▶ **What is being asked**
Rewrite the data below, replacing "Tag each one with a point" with "Mark each one with a point" everywhere it occurs and leaving everything else unchanged.

▶ **Records provided**
----

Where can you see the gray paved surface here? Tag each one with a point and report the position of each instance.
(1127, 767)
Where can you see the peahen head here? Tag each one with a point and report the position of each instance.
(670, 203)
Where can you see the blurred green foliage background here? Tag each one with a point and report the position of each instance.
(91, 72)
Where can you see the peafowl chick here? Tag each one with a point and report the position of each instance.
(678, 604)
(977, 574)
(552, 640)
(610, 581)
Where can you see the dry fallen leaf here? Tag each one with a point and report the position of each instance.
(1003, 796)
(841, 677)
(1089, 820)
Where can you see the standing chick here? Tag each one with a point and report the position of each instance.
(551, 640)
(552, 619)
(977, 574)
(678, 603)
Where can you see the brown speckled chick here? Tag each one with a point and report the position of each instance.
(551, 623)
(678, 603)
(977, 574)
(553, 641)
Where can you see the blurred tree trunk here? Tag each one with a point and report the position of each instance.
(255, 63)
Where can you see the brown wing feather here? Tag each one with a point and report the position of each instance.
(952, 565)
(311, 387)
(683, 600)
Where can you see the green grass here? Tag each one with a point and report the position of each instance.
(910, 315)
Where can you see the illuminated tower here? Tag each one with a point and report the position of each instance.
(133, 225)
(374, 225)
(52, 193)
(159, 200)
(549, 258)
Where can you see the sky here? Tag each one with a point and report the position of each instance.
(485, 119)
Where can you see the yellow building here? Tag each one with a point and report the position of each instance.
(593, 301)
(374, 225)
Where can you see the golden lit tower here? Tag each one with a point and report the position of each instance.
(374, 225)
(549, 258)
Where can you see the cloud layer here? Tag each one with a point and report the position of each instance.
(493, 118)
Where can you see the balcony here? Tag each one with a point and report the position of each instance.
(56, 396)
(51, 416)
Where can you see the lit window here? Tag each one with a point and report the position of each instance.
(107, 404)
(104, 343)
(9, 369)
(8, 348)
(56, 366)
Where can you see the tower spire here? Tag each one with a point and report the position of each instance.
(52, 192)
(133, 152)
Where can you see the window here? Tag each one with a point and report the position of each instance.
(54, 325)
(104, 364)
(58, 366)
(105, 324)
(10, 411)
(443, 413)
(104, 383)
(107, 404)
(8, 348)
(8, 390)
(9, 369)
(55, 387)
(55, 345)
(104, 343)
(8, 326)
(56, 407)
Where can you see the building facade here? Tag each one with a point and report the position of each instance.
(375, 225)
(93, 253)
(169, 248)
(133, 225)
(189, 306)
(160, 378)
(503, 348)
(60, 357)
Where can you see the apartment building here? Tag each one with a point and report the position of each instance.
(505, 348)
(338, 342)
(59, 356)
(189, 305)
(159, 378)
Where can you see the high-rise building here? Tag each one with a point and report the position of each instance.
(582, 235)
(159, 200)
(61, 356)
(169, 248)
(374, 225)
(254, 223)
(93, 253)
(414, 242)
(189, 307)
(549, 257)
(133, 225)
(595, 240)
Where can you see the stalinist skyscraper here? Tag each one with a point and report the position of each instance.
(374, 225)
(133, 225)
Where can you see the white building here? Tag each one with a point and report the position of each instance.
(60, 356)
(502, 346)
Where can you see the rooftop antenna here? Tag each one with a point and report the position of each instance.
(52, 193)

----

▶ **Solution below**
Where can you see the gray paved surface here? Mark each one with a point and report the position of each instance.
(1127, 767)
Where can you see the peahen head here? Mark each one with a point and report the position of each instance.
(670, 203)
Where can you see the blurred green foliage background here? Mark each one with a point and report the position of each instance.
(91, 72)
Where can you see the peafowl chick here? Mark each one with a point and report the position of each instance.
(678, 604)
(977, 574)
(552, 640)
(610, 581)
Where can you see the dry fallen leaf here? Mark each one with a point and report the position of each instance.
(1003, 796)
(841, 677)
(1089, 820)
Where can you see the standing chick here? Mark each one with a point and report the position of each instance.
(551, 640)
(552, 619)
(977, 574)
(678, 603)
Where can you see the brown speckled chick here? Mark each one with a point and report the position of each instance.
(551, 623)
(678, 603)
(977, 574)
(553, 641)
Where can you see the blurred tree trunk here? Mark each one with a point and report the position of each instance.
(255, 63)
Where can you see the brown wing feather here? Mark each one with a point and report the position of each instance.
(952, 565)
(311, 387)
(683, 600)
Where can you see the green grass here? Mark each one with a point and report the position of each instance.
(910, 315)
Where can you see the illuminated tower here? Mark each one with a point and report the position of each instance.
(133, 225)
(374, 225)
(52, 193)
(159, 200)
(549, 258)
Where can you see the sky here? Mark each one with a point and report the position of each instance.
(485, 119)
Where can you see the yellow building here? Mark each one with a point and report the position of each instance.
(593, 301)
(374, 225)
Where can you see the golden lit tower here? Mark each one with a point and report the position of each instance.
(374, 225)
(549, 258)
Where can you see the cloud layer here? Mark each one with a point and report the position of each instance.
(493, 118)
Where can you see the balcony here? Mark each one with a point and report the position of each instance.
(56, 396)
(51, 416)
Where can you see the lit window here? Mark each one with a point and report the position of each instance.
(107, 404)
(104, 343)
(9, 369)
(8, 348)
(56, 366)
Where can you see the tower spire here? Mark each one with a point and report the position of each instance.
(52, 192)
(133, 152)
Where can you see the window here? Mark each one with a point and report the position of each instance.
(54, 325)
(104, 364)
(58, 366)
(105, 324)
(10, 411)
(443, 413)
(104, 383)
(107, 404)
(8, 348)
(8, 390)
(9, 369)
(55, 387)
(55, 345)
(104, 343)
(8, 326)
(56, 407)
Where can you see the building facade here? Mark each one with a point and report the position of each instance.
(375, 225)
(93, 253)
(169, 248)
(133, 225)
(189, 306)
(160, 378)
(503, 348)
(60, 357)
Where can you see the apartment building here? Mark each one with a point and report the position of each instance.
(505, 348)
(338, 342)
(59, 356)
(189, 305)
(159, 378)
Where can you see the high-rise building here? Mark each one with a point and report the position of each instance.
(582, 235)
(159, 200)
(61, 356)
(169, 248)
(374, 225)
(254, 223)
(93, 253)
(414, 242)
(189, 307)
(549, 257)
(133, 225)
(595, 240)
Where can you see the stalinist skyscraper here? Mark each one with a point and report the position of each instance.
(374, 225)
(133, 225)
Where can you see the white building here? Mark each one with a point and report the position of each instance.
(60, 356)
(502, 346)
Where can you see the rooftop antenna here? Mark each one with a point and report the position of each instance.
(52, 193)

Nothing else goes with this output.